> _EXERCISE DATA_:
━━━
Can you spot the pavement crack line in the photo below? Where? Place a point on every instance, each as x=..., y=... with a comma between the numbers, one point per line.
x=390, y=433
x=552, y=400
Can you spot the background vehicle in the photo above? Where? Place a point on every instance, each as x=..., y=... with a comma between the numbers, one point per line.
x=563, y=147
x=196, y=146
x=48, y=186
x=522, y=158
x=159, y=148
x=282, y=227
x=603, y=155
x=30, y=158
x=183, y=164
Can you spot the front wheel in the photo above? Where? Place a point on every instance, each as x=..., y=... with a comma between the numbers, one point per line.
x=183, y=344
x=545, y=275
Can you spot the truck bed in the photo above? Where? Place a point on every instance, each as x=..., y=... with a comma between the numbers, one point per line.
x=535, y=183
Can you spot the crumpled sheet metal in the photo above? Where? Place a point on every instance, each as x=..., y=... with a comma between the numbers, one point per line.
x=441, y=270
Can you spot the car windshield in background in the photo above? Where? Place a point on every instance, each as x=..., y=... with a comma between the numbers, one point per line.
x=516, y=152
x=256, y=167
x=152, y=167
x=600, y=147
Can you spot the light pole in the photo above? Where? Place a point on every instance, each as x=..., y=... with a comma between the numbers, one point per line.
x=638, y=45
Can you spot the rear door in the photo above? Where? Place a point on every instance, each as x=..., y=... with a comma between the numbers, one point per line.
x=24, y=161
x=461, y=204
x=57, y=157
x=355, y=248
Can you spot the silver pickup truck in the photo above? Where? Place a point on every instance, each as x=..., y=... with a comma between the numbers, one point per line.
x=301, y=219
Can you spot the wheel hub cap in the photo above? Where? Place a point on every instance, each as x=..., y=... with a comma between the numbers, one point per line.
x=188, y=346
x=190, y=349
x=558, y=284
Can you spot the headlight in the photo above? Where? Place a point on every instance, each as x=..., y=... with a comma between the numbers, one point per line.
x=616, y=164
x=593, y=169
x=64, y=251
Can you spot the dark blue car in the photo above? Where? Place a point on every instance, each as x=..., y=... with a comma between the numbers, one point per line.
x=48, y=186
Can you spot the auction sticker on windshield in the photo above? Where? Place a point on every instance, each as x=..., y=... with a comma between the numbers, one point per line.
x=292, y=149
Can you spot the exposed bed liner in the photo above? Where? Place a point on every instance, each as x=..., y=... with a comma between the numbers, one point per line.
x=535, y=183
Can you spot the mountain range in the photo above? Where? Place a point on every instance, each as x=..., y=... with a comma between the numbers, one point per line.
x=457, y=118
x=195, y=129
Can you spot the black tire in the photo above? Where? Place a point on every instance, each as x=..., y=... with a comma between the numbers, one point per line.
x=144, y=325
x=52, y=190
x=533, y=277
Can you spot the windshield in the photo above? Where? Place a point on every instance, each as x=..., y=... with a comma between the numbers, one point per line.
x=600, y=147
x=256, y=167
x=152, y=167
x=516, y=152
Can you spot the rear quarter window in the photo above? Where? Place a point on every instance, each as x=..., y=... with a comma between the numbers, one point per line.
━━━
> _TASK OBJECTIVE_:
Every line from the one with "Can you spot the black" to the end of the records above should be returned exactly, and no other lines.

> _ANSWER SPACE_:
Can you spot the black tire in the photo above? Where? Place a point on every instance, each as x=..., y=... with a comma between the numbers, one point per line.
x=144, y=325
x=52, y=190
x=533, y=277
Can you spot the windshield in the photo above? Where? Place a point on every instance, each as x=..., y=... with a comma between the numbers, one point per line.
x=600, y=147
x=256, y=167
x=152, y=167
x=516, y=152
Can you spot the rear quarter window in the photo above? Where? Place a point on every instance, each as x=..., y=... with a comma between the numbers, one point per line.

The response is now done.